Select and copy every line of the items below that contains the string "surface".

## start Material to process

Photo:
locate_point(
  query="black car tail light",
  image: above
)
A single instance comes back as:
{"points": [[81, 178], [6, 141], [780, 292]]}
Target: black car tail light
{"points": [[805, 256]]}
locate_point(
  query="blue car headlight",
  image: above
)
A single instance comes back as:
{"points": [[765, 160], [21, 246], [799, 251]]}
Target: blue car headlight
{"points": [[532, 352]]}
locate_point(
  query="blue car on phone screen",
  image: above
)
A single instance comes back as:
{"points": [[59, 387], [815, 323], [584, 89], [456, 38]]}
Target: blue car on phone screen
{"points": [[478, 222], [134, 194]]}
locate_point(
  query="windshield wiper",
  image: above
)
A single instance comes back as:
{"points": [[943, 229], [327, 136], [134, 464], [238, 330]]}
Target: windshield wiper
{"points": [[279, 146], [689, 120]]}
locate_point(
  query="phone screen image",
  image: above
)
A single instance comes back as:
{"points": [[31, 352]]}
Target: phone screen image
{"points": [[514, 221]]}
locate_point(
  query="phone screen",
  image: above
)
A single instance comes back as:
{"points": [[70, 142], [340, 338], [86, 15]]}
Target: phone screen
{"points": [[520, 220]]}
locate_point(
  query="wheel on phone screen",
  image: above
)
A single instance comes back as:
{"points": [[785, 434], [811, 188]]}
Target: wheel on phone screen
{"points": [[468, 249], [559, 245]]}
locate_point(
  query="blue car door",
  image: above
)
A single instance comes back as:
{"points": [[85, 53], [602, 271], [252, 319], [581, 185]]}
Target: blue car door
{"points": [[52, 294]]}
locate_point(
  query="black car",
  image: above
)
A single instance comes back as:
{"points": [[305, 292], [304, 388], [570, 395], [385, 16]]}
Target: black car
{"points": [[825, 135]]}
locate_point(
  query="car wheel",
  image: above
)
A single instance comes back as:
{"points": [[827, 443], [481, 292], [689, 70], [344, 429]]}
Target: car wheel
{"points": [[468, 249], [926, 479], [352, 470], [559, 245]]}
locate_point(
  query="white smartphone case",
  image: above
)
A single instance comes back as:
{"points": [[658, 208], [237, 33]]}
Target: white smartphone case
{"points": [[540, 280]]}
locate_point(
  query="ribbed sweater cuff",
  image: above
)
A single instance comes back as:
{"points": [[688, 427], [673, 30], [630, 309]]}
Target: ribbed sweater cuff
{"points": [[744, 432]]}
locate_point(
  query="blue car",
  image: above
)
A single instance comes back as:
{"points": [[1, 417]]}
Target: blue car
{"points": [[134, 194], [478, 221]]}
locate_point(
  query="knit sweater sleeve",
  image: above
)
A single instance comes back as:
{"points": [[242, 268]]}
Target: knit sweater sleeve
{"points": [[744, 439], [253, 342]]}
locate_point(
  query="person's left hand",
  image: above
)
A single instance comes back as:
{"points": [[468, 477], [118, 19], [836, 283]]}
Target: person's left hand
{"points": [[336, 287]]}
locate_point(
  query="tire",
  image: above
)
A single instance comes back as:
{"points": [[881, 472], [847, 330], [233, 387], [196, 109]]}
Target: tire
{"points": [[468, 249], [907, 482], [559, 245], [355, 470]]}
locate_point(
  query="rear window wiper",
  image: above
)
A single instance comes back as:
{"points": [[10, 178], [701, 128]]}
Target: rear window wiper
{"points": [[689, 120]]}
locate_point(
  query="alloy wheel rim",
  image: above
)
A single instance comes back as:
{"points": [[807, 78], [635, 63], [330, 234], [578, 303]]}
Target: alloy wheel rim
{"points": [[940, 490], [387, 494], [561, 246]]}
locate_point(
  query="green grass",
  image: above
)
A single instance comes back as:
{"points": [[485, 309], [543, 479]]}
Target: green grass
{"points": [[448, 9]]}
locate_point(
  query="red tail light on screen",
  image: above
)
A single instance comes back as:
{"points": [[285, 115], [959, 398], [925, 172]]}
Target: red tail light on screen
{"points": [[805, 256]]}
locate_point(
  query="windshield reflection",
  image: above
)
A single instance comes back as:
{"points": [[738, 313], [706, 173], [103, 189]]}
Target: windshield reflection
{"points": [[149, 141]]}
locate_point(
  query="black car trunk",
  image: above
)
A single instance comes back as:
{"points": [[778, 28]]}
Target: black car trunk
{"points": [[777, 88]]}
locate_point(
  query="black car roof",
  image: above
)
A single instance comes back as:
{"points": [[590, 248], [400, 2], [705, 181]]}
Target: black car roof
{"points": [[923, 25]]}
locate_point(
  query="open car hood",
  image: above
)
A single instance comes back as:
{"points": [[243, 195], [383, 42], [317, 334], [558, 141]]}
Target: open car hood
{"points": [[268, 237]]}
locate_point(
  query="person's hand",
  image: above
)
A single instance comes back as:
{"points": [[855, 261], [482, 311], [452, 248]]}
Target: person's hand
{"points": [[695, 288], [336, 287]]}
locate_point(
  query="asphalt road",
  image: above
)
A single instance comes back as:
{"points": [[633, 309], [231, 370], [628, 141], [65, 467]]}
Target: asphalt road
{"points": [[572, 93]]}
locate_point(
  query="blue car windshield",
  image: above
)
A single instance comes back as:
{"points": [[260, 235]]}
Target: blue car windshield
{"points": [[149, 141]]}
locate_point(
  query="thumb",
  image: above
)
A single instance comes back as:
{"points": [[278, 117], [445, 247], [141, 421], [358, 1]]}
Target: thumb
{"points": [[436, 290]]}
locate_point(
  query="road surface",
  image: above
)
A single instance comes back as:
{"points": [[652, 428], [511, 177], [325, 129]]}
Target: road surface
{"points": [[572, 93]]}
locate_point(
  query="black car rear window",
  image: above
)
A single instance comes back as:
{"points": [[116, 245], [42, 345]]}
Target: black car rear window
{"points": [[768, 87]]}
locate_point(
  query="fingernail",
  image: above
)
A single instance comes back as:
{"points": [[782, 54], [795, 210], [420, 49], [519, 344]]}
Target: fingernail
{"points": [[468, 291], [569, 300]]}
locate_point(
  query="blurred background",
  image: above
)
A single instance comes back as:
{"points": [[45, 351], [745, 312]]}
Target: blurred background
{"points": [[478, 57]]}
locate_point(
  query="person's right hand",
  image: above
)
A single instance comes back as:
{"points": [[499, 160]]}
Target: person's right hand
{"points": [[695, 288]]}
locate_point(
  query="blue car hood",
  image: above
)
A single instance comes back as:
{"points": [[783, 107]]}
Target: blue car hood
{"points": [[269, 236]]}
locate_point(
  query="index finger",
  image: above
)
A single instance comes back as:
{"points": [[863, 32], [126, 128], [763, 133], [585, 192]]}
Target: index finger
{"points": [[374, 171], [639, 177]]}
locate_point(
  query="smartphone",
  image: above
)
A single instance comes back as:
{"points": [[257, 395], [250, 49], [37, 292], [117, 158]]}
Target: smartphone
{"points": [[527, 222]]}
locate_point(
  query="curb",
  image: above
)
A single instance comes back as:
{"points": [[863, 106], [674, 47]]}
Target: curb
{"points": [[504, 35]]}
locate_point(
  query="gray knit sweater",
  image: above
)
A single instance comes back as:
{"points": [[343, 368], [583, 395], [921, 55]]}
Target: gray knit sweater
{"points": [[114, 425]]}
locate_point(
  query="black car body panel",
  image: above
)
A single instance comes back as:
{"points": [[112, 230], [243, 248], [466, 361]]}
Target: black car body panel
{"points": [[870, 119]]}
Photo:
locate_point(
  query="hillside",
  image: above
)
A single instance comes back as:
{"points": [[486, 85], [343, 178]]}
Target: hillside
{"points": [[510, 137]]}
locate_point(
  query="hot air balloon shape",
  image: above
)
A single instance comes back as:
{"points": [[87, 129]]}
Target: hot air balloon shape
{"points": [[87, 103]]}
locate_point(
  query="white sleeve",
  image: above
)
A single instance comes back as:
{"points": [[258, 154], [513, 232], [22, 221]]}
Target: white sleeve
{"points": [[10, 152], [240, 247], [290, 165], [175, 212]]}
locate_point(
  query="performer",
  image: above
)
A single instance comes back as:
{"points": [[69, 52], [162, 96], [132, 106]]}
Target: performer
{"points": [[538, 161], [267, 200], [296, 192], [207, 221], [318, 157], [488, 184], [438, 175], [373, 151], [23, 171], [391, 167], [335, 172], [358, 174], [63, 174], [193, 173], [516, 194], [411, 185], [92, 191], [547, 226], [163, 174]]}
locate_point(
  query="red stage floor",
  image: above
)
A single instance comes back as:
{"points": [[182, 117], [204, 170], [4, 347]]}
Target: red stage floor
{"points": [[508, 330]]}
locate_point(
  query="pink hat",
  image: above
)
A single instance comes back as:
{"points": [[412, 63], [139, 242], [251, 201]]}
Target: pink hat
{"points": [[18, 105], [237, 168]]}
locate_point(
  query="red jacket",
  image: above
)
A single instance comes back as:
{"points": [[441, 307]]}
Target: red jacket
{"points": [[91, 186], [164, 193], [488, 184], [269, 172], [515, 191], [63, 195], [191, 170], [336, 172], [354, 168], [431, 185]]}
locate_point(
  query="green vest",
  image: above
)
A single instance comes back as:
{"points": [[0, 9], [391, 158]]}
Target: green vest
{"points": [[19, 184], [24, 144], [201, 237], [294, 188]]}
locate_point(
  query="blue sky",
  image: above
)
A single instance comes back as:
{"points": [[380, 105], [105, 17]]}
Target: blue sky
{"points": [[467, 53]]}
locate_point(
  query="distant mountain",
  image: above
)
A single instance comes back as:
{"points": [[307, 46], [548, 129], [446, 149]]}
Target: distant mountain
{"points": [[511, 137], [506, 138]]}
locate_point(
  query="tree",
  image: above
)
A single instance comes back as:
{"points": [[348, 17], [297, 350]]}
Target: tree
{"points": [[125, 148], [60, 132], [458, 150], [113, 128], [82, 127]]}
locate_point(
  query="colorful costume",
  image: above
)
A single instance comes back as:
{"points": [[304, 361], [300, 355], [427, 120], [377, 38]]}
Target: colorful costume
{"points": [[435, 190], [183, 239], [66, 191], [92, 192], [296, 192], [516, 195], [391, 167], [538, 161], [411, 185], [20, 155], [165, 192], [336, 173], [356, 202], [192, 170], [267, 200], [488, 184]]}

## end Material to process

> Written answer:
  query="road surface",
Target: road surface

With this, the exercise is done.